* **TAREFA A REALIZAR**
Transcreva, sem mudar nada, a passagem do texto abaixo sobre o Dia do Médico que começa com as palavras "Rossana Stella Oliva" e termina com "imaginário da pólis.".

* **TRECHO DO DOCUMENTO**

- - - -

Rossana Stella Oliva Braghini - Psicanalista
Aproxima-se mais um Dia do Médico e vale a pena comentarmos um aspecto desta profissão tão importante para todos nós. Refiro-me ao lugar ocupado pelo médico no imaginário da pólis.
Nos idos anos 60 tínhamos como as profissões mais consideradas o médico, o advogado, o prefeito, dentista, engenheiro e o alto funcionário do Banco do Brasil. Porém, de todos esses profissionais, lembro-me do tom grave e respeitoso da voz,que chegava a baixar de tom, quando referiam à pessoa do médico. Dr. Carlos... é médico. E o tom era tal, que entendíamos rapidamente que se tratava de um ser especial, pessoa a quem devíamos, senão uma subserviência respeitosa, uma admiração incondicional. E, claro, uma maior deferência era estendida aos seus familiares, que passávamos a ver com maior distinção.

- - - -

* **INFORMAÇÕES FORNECIDAS**
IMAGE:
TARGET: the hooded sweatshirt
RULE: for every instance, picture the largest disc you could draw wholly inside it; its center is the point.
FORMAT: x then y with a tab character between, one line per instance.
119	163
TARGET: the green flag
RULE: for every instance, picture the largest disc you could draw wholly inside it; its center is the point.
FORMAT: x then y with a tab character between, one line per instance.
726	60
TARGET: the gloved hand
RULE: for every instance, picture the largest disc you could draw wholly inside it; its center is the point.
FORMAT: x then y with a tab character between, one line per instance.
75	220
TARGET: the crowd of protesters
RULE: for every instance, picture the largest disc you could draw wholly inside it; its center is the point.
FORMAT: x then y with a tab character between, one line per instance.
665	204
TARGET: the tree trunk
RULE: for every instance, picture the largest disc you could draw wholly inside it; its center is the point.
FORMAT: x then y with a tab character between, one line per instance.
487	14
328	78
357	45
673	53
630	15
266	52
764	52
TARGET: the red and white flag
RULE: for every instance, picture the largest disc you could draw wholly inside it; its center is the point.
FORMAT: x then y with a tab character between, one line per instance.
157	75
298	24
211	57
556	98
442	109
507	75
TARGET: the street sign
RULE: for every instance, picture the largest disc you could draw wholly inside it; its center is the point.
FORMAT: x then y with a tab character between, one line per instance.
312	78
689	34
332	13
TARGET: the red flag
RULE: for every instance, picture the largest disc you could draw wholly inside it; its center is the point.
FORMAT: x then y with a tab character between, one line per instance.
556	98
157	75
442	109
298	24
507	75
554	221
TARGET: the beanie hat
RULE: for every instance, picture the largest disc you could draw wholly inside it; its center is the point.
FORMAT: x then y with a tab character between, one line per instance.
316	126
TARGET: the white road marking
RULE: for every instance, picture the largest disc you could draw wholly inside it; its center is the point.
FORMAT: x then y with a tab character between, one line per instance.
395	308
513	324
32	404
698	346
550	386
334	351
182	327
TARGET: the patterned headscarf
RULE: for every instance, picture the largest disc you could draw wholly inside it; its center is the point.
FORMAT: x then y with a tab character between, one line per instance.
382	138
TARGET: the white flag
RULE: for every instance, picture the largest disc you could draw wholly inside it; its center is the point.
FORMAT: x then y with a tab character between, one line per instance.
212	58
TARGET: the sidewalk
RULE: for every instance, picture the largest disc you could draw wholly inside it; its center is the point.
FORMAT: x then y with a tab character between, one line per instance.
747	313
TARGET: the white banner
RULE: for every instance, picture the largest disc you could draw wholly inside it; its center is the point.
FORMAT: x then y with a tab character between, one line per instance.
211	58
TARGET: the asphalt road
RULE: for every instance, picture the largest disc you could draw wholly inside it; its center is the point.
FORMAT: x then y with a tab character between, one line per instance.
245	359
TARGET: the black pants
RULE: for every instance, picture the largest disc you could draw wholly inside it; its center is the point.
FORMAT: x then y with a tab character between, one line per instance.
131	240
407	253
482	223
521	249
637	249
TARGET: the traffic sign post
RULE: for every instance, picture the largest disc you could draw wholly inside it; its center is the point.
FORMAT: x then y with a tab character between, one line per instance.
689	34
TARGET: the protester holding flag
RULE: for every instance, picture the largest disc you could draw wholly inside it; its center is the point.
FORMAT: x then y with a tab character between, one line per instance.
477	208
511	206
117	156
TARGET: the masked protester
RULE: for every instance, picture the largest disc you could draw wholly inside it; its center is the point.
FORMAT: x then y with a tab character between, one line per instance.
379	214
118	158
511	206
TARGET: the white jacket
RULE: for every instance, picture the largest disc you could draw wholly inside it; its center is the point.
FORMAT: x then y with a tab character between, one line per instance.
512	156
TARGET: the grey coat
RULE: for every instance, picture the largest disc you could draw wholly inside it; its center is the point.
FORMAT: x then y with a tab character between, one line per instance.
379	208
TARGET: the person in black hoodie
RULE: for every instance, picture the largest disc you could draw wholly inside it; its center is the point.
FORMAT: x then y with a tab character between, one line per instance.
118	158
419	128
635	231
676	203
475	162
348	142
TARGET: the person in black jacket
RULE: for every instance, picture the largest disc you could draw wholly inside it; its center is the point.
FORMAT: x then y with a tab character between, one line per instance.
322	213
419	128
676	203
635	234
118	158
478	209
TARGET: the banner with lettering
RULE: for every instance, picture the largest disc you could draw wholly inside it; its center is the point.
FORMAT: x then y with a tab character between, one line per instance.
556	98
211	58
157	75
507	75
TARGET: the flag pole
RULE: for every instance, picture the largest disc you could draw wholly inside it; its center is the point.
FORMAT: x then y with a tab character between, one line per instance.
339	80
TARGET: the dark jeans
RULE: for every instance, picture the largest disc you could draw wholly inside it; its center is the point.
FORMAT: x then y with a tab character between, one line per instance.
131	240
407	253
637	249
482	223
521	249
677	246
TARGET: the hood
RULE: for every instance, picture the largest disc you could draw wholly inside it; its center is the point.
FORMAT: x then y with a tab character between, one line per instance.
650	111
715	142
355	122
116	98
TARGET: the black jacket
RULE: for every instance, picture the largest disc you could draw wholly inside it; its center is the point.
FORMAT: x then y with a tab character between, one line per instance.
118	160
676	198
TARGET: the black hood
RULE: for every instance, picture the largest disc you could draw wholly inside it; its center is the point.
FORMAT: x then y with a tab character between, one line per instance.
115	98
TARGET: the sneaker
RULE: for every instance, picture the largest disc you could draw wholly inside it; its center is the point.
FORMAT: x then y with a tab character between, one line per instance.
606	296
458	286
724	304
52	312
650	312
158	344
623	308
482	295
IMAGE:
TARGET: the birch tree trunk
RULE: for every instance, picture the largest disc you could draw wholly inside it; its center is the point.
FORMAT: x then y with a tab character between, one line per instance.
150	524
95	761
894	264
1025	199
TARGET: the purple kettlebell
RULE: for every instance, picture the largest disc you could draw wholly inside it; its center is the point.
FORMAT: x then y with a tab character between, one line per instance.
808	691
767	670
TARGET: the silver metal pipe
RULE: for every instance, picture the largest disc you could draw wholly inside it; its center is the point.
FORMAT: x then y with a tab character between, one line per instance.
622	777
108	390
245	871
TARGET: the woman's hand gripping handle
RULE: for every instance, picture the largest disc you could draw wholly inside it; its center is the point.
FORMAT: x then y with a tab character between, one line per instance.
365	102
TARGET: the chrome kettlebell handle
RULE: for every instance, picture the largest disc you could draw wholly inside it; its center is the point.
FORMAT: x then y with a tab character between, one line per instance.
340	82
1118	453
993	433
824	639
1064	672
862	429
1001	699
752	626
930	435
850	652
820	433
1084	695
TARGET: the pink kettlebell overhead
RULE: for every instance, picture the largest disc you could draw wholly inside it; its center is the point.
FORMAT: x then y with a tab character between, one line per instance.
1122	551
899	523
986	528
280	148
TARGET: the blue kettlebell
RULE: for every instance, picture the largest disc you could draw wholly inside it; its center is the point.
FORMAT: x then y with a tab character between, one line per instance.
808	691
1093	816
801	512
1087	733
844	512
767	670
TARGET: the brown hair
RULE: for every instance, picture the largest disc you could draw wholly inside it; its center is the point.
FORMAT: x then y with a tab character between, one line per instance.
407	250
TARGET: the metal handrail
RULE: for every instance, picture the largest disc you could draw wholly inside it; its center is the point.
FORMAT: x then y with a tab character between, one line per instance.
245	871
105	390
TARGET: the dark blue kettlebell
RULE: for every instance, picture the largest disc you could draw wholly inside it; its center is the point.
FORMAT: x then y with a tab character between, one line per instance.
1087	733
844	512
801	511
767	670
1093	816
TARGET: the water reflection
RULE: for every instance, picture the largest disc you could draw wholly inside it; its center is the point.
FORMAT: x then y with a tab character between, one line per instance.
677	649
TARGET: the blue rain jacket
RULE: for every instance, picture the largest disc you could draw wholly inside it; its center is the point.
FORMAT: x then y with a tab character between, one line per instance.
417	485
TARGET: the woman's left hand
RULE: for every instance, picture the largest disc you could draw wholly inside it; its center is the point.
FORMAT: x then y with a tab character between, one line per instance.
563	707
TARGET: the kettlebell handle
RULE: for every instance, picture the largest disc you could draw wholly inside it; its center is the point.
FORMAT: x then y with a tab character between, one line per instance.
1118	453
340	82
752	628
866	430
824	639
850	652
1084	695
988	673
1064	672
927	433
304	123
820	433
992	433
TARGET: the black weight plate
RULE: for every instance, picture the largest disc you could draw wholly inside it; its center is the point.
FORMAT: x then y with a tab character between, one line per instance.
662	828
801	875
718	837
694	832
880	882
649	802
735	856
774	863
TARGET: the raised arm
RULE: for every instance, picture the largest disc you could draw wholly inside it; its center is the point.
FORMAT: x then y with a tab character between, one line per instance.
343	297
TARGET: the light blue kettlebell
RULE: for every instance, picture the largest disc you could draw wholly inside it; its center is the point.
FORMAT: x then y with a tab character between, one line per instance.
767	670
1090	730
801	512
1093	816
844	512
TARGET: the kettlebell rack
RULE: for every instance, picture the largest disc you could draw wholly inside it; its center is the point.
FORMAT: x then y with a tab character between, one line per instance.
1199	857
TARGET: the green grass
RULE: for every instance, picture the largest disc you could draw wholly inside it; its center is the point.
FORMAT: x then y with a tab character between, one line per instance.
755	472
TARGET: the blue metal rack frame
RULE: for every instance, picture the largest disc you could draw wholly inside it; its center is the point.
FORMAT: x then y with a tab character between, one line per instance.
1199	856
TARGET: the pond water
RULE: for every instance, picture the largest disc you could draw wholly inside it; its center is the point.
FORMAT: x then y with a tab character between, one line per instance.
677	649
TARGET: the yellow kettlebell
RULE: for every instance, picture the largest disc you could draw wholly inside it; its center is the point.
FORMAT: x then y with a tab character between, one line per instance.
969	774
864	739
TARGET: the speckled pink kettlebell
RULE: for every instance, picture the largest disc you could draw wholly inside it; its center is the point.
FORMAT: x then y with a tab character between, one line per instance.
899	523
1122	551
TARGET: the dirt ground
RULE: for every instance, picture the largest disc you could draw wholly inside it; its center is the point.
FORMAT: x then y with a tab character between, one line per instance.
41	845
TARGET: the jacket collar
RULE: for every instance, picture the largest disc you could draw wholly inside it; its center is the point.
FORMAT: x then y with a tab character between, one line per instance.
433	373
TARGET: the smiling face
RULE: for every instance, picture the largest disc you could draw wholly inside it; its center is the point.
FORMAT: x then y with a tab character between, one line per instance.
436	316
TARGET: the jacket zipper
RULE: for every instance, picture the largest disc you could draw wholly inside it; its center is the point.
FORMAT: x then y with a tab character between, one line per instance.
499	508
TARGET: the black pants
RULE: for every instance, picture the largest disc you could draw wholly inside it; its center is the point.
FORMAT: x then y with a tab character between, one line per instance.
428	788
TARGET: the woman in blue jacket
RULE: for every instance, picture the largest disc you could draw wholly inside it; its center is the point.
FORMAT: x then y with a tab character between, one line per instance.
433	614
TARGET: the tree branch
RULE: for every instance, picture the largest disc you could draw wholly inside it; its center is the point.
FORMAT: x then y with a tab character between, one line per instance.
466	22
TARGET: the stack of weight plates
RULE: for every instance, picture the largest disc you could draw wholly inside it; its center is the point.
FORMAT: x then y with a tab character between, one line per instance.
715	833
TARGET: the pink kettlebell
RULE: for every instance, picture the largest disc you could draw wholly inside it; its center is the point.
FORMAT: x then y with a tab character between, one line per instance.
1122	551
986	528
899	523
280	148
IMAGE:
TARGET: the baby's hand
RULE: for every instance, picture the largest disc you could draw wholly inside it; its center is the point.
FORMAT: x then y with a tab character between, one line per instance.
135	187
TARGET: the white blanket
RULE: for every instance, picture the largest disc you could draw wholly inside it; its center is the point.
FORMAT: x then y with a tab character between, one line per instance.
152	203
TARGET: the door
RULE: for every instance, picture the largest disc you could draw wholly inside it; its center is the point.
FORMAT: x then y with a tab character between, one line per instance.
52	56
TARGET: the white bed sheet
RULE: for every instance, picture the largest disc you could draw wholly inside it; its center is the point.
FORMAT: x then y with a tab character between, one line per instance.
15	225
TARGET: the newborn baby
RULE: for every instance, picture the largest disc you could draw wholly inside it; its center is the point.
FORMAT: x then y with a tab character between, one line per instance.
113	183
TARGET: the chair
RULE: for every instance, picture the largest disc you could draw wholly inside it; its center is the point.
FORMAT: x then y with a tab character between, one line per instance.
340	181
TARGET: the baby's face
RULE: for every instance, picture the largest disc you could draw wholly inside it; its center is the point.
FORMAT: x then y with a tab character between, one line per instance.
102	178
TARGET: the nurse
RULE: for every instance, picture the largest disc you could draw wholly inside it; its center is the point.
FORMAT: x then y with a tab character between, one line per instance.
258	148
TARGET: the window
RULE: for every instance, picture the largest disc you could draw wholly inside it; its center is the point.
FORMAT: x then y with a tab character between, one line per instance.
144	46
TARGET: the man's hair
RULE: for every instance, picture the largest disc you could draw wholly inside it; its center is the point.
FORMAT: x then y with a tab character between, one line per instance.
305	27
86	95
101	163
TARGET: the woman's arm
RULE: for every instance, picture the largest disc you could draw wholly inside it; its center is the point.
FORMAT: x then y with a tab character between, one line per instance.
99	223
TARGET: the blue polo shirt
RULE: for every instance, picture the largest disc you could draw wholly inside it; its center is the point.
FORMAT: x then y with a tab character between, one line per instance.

- - - -

* **RESPOSTA AO EXERCÍCIO**
Rossana Stella Oliva Braghini - Psicanalista
Aproxima-se mais um Dia do Médico e vale a pena comentarmos um aspecto desta profissão tão importante para todos nós. Refiro-me ao lugar ocupado pelo médico no imaginário da pólis.